## EXERCISE DETAILS
Report every line of the data below that contains the string "tractor", treating uppercase and lowercase letters as different.
===== THE INPUT =====
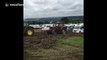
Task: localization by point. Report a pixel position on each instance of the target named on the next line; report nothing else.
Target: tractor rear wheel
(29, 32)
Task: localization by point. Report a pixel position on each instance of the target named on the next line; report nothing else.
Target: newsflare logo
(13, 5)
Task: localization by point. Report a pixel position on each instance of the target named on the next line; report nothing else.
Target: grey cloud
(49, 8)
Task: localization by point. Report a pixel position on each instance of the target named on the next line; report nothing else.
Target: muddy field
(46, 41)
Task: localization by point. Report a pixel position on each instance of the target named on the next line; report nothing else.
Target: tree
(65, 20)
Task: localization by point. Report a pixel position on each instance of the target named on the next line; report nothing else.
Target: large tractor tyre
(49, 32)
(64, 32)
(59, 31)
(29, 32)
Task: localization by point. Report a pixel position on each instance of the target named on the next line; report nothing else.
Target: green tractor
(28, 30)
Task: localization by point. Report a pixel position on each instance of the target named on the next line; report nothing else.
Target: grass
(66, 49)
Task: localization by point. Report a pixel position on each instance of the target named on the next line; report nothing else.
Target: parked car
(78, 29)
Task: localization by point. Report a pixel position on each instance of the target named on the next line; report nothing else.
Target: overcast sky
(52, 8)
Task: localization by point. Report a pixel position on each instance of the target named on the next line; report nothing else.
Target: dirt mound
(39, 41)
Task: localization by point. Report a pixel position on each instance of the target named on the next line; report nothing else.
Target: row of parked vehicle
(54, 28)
=====
## EXERCISE SOLUTION
Target: tractor rear wheel
Target: large tractor tyre
Target: green tractor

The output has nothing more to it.